(Source extract)

Wednesday, Aug. 8, 2012
Advanced cancer may triple without PSA tests: study
Eliminating prostate-specific antigen (PSA) testing for prostate cancer could result in three times more men with advanced prostate cancer, according to new research published last week in the journal Cancer.
The study found that the extrapolation of cases from the pre-PSA era, considered to be 1983 to 1985, and 2008 showed that the number of metastatic (M1) prostate cancers at diagnosis would increase from 739 to an estimated 2,277. Applying this ratio to the total U.S. population in 2008 would result in the total number of men presenting with M1 prostate cancers to be about 25,000 instead of the approximately 8,000 actually observed that year, according to the study.
In May, the U.S. Preventive Services Task Force (USPSTF) recommended against PSA-based screening for prostate cancer. A month later, the AMA House of Delegates overwhelmingly adopted policy expressing concern about the USPSTF recommendations, which also relate to mammography, and the effects they have on limiting access to preventive care for Americans.
According to the policy, the AMA will "encourage the USPSTF to implement procedures that allow for meaningful input on recommendation development from specialists and stakeholders in the topic area under study."
Prostate cancer diagnosis and treatment is a complex issue, said William Gee, MD, a urologist in Lexington, Ky., and the right treatment must be based on the right diagnosis.
"The USPSTF made a blanket statement that may lead some primary care physicians to discount the potential seriousness of the disease," said Dr. Gee, the American Urological Association Delegate to the AMA House of Delegates. "Not all prostate cancer is the same, and not all prostate cancer needs aggressive treatment. A well-differentiated, low volume prostate cancer is very different from a high-volume, poorly differentiated prostate cancer.

(The task)
Please answer these questions using the PSA testing article above.
1. In which journal was the new research published?
2. What did the U.S. Preventive Services Task Force recommend in May?
3. In what city does William Gee work as a urologist?

Stored data entries
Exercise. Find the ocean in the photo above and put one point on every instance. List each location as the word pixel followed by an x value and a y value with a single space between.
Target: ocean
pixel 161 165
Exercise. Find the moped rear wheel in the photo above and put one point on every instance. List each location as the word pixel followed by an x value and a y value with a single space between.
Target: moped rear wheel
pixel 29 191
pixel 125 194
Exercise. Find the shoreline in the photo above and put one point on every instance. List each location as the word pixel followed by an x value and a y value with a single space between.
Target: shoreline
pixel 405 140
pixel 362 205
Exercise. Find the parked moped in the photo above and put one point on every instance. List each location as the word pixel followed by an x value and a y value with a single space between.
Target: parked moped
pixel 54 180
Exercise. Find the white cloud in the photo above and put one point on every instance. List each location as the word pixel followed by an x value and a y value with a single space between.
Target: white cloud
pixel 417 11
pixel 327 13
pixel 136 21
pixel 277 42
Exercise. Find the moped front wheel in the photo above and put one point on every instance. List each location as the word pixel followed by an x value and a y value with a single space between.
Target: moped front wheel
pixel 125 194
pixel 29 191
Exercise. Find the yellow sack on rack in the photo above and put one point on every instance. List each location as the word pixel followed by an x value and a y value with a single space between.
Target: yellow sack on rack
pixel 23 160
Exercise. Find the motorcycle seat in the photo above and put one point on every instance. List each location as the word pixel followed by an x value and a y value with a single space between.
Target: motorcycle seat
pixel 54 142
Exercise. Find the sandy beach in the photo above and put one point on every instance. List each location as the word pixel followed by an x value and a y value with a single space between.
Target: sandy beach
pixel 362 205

(Response to the task)
1. Cancer
2. It recommended against PSA-based screening for prostate cancer.
3. Lexington, Ky.